TASK STATEMENT
What follows is a block of records; restate each one word for word.

[Dataset entries]
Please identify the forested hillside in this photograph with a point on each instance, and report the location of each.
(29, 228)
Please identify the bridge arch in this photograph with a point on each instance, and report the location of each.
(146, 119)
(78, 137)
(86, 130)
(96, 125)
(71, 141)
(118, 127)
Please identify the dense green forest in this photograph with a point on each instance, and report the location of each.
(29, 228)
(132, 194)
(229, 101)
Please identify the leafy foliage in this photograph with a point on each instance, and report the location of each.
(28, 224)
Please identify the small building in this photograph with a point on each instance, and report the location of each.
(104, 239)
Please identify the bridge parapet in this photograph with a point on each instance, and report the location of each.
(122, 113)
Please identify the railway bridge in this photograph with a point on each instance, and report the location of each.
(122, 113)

RESULT OF THIS EXERCISE
Please identify the forested hillside in this photograph with a point on each instance, and report the location of each.
(29, 228)
Please identify the bridge arch in this photograph with a point on each instance, and report the location of each.
(146, 119)
(78, 137)
(86, 130)
(96, 125)
(71, 141)
(118, 127)
Please identify the dense green forest in this photograph with a point on each instance, and report the location of each.
(29, 228)
(132, 194)
(229, 101)
Please identify the leafy foliage in this photograph with a point on each instance, and report the location of each.
(28, 224)
Please identify the small building in this photograph with a point on each instance, and report the location of each.
(104, 239)
Please identify the bridge parapet in this photograph with a point on each instance, and report the location of each.
(122, 113)
Please identify the railway bridge in this photograph with a point on each instance, and report the location of each.
(122, 113)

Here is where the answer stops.